**Data for this task**
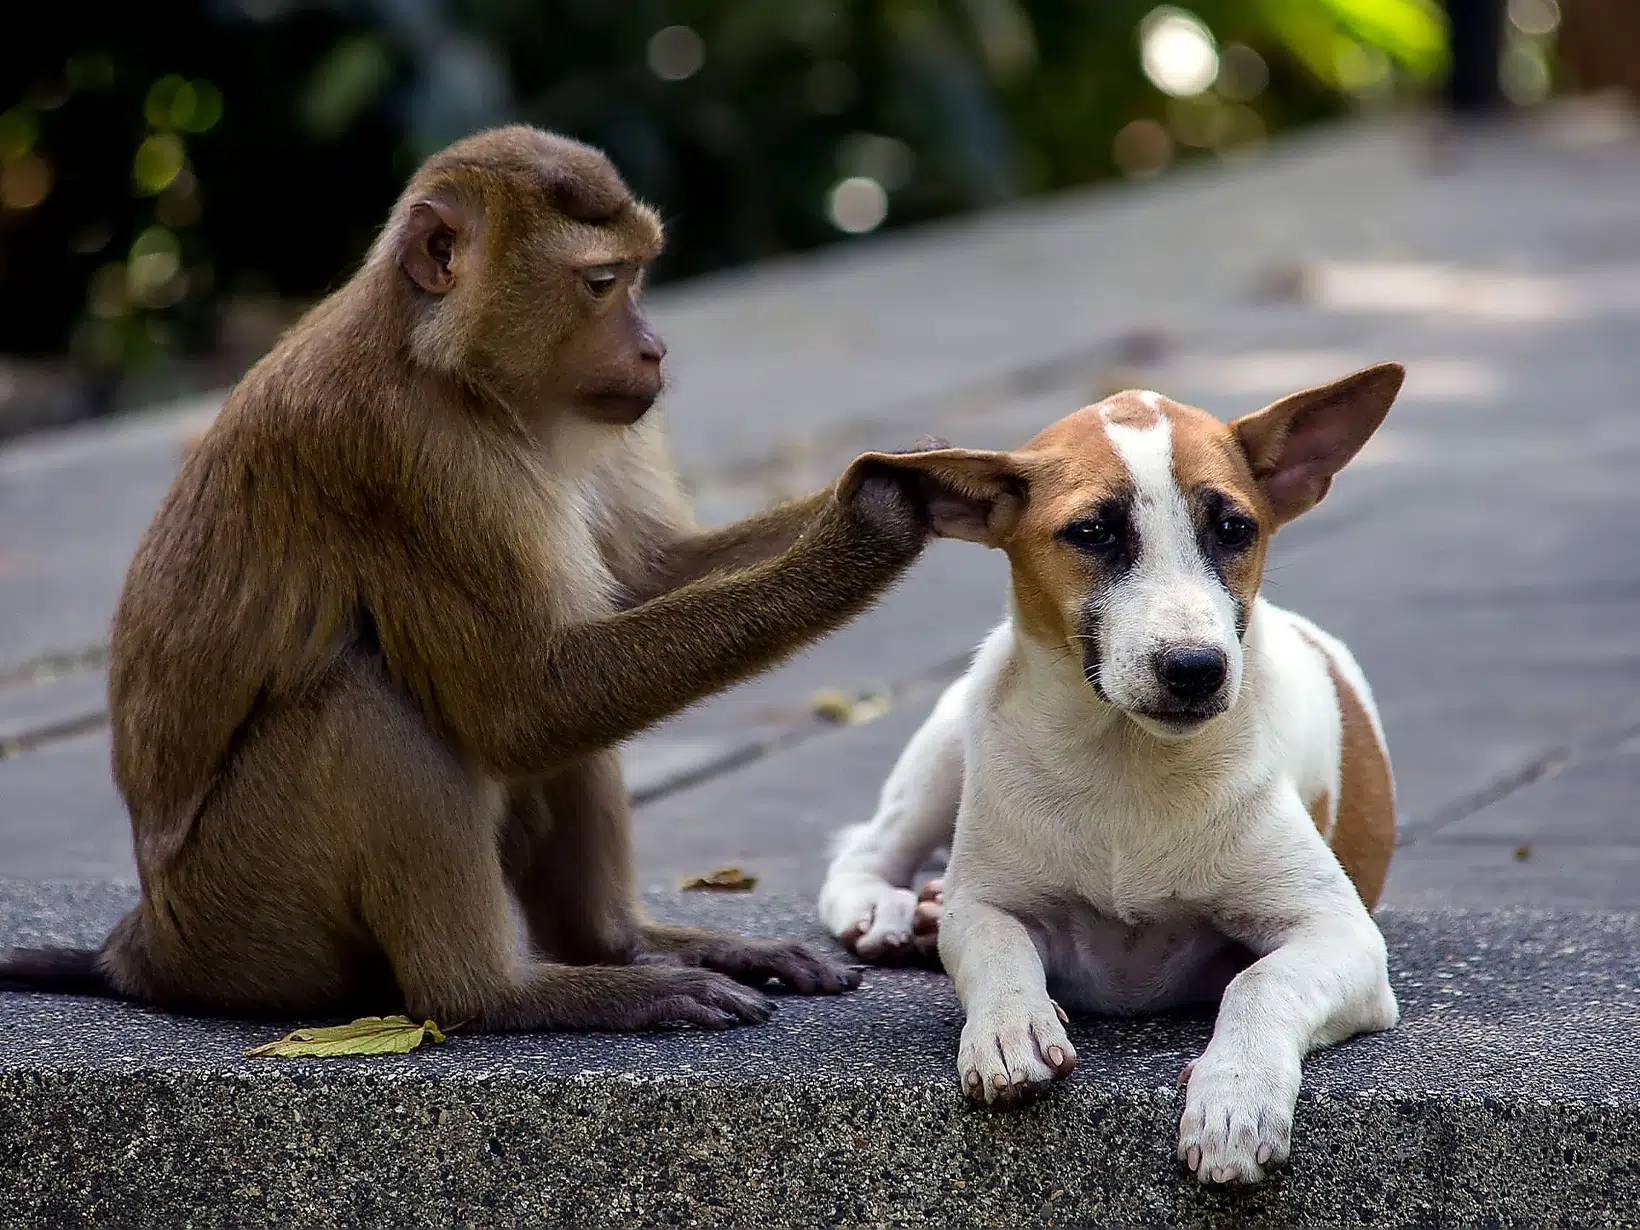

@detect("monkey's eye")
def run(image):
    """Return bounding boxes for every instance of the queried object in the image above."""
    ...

--

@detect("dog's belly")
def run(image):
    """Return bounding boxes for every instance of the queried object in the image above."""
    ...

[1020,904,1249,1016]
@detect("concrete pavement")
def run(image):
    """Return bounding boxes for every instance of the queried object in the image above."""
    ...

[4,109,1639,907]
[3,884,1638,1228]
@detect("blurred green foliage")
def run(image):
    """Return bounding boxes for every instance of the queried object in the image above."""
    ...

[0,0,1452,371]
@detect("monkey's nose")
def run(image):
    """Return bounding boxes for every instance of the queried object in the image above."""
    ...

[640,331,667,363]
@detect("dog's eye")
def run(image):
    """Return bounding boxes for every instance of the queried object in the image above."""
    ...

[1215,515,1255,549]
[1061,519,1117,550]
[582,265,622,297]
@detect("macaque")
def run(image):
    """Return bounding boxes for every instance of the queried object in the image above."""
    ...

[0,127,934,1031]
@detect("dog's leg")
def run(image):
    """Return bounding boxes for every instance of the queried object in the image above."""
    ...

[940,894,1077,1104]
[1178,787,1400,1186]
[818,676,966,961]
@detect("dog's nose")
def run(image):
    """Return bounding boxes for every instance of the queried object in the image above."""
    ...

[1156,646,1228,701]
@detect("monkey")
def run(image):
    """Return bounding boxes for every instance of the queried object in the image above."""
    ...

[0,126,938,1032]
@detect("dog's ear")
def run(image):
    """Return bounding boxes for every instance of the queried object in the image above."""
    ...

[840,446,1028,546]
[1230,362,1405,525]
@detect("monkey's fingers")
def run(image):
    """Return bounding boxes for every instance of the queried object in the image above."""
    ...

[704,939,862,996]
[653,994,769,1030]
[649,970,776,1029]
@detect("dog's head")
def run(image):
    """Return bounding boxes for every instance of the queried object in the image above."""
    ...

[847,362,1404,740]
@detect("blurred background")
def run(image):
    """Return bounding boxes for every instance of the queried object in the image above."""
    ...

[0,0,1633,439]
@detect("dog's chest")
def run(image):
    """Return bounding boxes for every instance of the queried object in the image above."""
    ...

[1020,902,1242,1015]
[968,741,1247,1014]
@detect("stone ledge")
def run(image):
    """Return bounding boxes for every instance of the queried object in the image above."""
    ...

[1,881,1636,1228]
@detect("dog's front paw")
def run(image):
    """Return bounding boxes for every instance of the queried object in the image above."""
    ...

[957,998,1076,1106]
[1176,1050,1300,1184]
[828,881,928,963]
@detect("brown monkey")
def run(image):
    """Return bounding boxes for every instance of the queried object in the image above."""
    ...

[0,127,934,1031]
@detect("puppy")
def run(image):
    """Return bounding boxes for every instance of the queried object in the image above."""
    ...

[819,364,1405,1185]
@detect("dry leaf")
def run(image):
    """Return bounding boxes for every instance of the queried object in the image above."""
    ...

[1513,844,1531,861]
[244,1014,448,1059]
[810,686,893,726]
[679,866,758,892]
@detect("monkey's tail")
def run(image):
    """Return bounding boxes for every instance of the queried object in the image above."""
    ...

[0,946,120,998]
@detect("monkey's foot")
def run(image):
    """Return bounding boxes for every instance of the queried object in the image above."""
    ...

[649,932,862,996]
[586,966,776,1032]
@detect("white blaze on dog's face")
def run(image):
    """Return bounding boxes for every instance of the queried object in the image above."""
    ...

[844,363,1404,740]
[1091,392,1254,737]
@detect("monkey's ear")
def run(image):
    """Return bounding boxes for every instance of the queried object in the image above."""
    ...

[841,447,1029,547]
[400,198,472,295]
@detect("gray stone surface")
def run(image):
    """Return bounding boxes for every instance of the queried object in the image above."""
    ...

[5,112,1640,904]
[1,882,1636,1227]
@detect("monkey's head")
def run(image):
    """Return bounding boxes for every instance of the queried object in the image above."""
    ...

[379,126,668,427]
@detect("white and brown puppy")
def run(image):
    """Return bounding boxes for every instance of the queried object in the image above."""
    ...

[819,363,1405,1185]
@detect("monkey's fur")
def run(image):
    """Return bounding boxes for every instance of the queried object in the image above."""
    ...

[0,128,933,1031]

==

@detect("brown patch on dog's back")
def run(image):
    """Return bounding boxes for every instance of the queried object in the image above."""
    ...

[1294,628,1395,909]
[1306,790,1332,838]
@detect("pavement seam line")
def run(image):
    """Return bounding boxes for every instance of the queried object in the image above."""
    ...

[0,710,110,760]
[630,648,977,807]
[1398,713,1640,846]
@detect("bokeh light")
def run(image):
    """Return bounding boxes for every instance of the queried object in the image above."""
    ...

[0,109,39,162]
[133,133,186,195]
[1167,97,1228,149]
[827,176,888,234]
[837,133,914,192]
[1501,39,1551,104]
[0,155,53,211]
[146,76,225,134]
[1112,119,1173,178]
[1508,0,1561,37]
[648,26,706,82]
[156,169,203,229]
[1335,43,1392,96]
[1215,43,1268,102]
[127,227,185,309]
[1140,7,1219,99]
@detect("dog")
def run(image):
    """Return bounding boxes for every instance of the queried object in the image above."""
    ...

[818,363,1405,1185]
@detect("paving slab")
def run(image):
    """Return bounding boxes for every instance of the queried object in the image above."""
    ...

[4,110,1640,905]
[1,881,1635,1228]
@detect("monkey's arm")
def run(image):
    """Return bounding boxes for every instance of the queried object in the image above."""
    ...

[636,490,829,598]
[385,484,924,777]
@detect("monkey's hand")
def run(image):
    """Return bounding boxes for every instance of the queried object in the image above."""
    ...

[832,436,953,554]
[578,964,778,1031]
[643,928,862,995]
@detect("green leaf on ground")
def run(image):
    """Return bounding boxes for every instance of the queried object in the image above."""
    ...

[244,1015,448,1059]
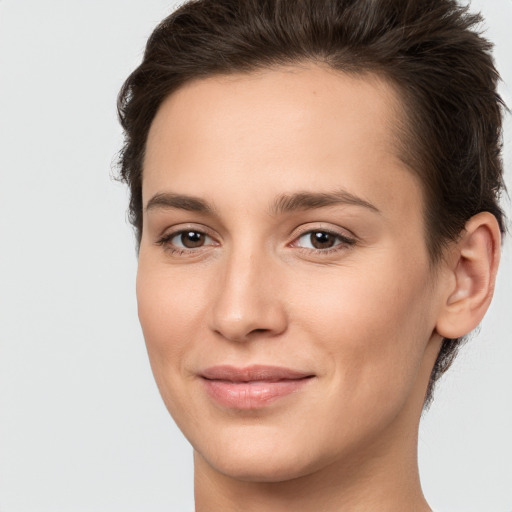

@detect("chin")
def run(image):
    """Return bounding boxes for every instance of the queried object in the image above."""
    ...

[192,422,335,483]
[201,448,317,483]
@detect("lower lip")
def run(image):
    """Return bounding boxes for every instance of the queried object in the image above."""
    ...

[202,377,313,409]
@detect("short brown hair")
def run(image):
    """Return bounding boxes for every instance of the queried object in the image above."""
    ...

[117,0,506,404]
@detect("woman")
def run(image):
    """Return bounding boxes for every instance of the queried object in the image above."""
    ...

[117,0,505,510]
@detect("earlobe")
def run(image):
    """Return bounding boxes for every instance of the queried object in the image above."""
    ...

**How to complete this task**
Show every line of the entries above where the word "pavement" occurs.

**Response to the task**
@detect("concrete pavement")
@detect("pavement seam line")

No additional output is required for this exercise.